:: Task to carry out ::
Return verbatim the run of lines that opens with the line holding "Would you be able to locate the deer snout" and closes with the last line of the records.

:: Records to use ::
BEGIN

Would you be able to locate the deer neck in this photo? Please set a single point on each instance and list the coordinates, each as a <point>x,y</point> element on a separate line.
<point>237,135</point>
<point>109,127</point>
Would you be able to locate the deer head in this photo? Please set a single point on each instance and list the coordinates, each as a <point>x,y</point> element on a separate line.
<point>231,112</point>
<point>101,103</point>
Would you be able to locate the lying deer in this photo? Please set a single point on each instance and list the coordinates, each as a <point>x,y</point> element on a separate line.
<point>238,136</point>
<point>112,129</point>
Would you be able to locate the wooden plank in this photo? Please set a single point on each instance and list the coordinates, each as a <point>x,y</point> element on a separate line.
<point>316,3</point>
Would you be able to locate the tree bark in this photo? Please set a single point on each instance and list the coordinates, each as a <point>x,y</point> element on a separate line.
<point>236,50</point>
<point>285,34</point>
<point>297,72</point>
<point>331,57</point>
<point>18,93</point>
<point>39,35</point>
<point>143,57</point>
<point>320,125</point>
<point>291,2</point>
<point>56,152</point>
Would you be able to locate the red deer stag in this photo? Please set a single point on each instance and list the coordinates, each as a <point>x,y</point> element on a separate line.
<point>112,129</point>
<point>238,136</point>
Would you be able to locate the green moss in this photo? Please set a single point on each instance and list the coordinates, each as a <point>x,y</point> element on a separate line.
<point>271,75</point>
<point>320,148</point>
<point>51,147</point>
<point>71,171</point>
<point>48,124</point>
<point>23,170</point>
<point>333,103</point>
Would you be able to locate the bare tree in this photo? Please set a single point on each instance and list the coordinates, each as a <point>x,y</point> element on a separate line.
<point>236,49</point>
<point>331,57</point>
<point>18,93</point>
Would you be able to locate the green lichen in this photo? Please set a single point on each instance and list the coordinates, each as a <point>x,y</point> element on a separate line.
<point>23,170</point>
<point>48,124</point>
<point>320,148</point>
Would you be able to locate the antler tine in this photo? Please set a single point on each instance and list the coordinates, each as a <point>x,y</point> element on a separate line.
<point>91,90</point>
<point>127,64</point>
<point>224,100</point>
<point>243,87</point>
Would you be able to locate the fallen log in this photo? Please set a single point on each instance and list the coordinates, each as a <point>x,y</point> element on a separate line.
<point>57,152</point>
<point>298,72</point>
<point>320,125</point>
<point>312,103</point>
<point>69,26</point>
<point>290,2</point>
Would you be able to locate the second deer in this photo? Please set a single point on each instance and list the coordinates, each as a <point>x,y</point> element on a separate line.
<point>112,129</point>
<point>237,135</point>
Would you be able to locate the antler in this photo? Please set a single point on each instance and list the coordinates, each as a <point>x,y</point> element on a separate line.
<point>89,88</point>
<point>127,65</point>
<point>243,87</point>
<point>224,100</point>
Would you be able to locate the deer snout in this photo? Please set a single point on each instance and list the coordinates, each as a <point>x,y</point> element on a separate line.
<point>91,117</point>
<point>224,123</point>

END

:: Worked solution ::
Would you be able to locate the deer snout in this photo? Please set a single point on each instance and list the coordinates, each as a <point>x,y</point> element on a separate line.
<point>91,117</point>
<point>224,123</point>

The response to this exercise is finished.